▸ **Aim**
Rewrite the lines of all the items below as a JSON list of strings with one string per line, skipping blank lines. Leave the pictures out of the answer.

▸ **Records from a dataset**
++++++++++
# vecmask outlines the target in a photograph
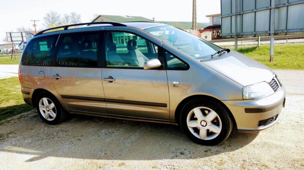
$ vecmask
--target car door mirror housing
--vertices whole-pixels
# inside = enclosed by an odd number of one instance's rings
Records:
[[[159,67],[161,65],[159,60],[156,59],[149,60],[144,64],[144,69],[149,70],[150,69]]]

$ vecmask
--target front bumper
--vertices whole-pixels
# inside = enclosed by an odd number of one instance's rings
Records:
[[[262,99],[223,102],[232,113],[239,132],[251,132],[276,124],[280,118],[285,101],[285,89],[280,87],[276,93]]]

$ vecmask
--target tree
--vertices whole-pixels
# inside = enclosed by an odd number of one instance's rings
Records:
[[[27,28],[25,28],[24,26],[21,26],[17,28],[17,32],[25,32],[26,31],[30,31],[31,29],[28,27]]]
[[[71,16],[69,14],[65,14],[62,19],[62,22],[64,25],[69,25],[71,22]]]
[[[71,20],[70,23],[74,24],[81,22],[81,17],[80,14],[77,14],[75,12],[71,12],[70,16]]]
[[[54,11],[51,11],[43,17],[44,25],[47,28],[52,28],[62,24],[60,15]]]

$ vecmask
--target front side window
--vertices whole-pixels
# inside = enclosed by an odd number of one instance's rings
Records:
[[[181,70],[188,69],[188,65],[173,54],[166,51],[165,55],[167,69]]]
[[[57,53],[57,65],[97,66],[98,32],[63,35]]]
[[[156,45],[129,33],[107,33],[105,45],[107,67],[143,68],[145,62],[158,59]]]
[[[144,31],[195,59],[210,59],[213,54],[221,49],[196,36],[171,26],[156,26]]]
[[[53,35],[32,40],[24,52],[22,65],[51,66],[57,38]]]

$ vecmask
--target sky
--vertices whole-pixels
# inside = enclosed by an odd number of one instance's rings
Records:
[[[220,0],[197,0],[198,22],[209,22],[206,15],[221,13]],[[61,16],[75,12],[82,22],[90,22],[94,14],[141,16],[157,21],[191,21],[192,0],[0,0],[0,42],[6,32],[18,27],[45,29],[43,17],[51,10]],[[11,6],[11,7],[10,7]]]

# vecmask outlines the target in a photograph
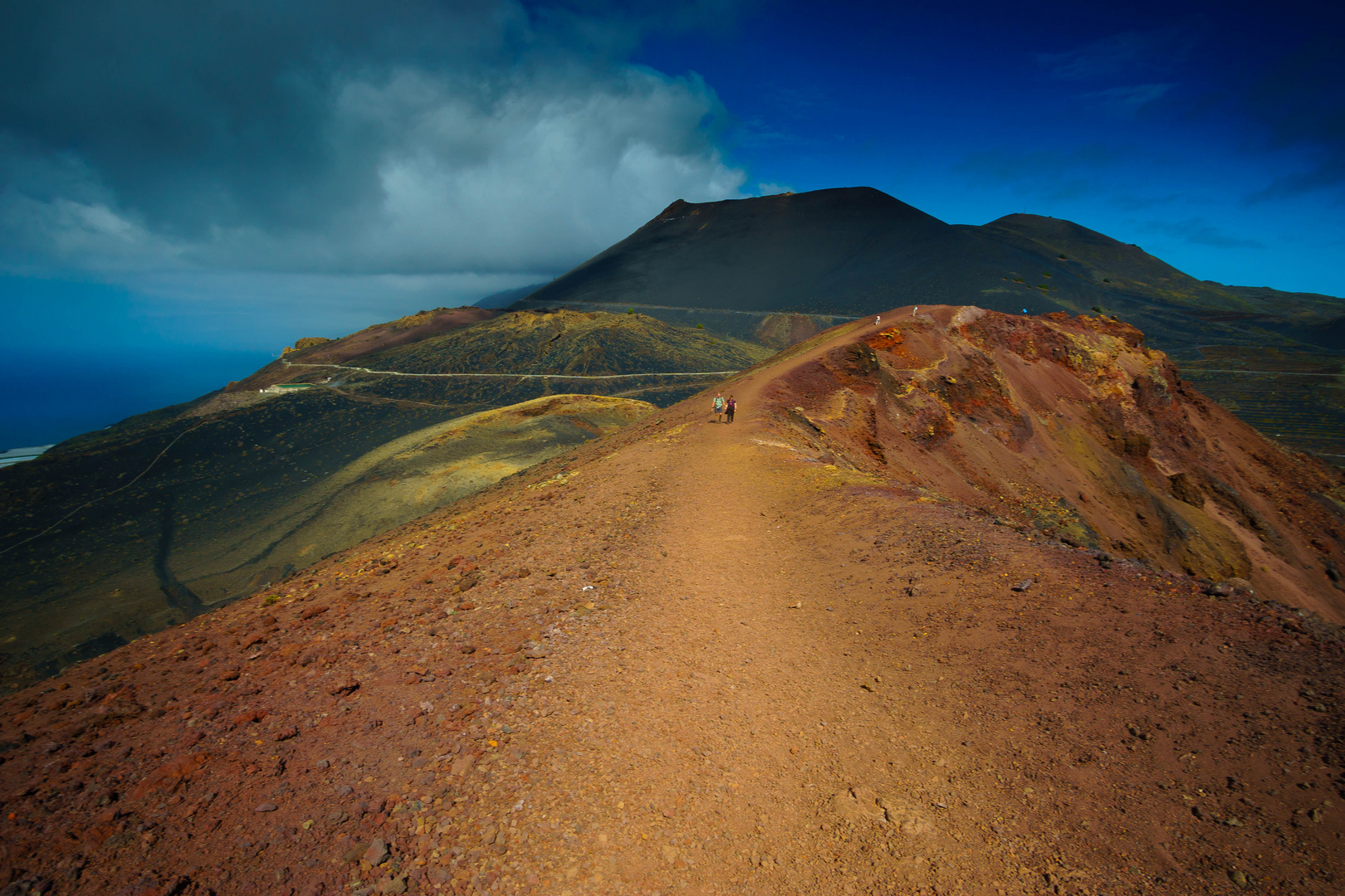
++++++++++
▸ **Complete response**
[
  "# vecmask outlines the target in a photograph",
  "$ vecmask",
  "--target car door mirror housing",
  "--vertices whole-pixels",
  "# inside = enclosed by an odd number of one instance's rings",
  "Records:",
  "[[[159,67],[161,65],[159,60],[156,59],[149,60],[144,64],[144,69],[149,70],[150,69]]]",
  "$ vecmask",
  "--target front bumper",
  "--vertices whole-pixels",
  "# inside = enclosed by an odd number of one instance's rings",
  "Records:",
  "[[[262,99],[223,102],[232,113],[239,132],[251,132],[276,124],[280,118],[285,101],[285,89],[280,87],[276,93]]]",
  "$ vecmask",
  "--target tree",
  "--vertices whole-pixels",
  "# inside = enclosed by an odd number of one instance's rings",
  "Records:",
  "[[[27,28],[25,28],[24,26],[21,26],[17,28],[17,32],[25,32],[26,31],[30,31],[31,29],[28,27]]]",
  "[[[71,16],[69,14],[65,14],[62,19],[62,22],[64,25],[69,25],[71,22]]]",
  "[[[71,20],[70,23],[74,24],[81,22],[81,17],[80,14],[77,14],[75,12],[71,12],[70,16]]]",
  "[[[54,11],[51,11],[43,17],[44,25],[47,28],[52,28],[62,24],[60,15]]]",
  "$ vecmask",
  "--target front side window",
  "--vertices whole-pixels",
  "# inside = enclosed by an odd number of one instance's rings",
  "Records:",
  "[[[181,70],[188,69],[188,65],[173,54],[166,51],[165,55],[167,69]]]",
  "[[[57,53],[57,65],[97,66],[98,32],[63,35]]]",
  "[[[156,45],[129,33],[107,33],[105,45],[107,67],[143,68],[145,62],[158,59]]]",
  "[[[144,31],[195,59],[210,59],[213,54],[221,49],[196,36],[171,26],[156,26]]]",
  "[[[53,35],[32,40],[24,52],[22,65],[51,66],[57,38]]]",
  "$ vecmask",
  "--target sky",
  "--vertices whole-pixels",
  "# inside = enclosed by an odd number of one instance's rings",
  "Records:",
  "[[[220,0],[197,0],[198,22],[209,22],[206,15],[221,13]],[[61,16],[75,12],[82,22],[90,22],[94,14],[141,16],[157,21],[191,21],[192,0],[0,0],[0,42],[6,32],[18,27],[45,29],[43,17],[51,10]],[[11,6],[11,7],[10,7]]]",
  "# vecmask outlines the target in a photograph"
]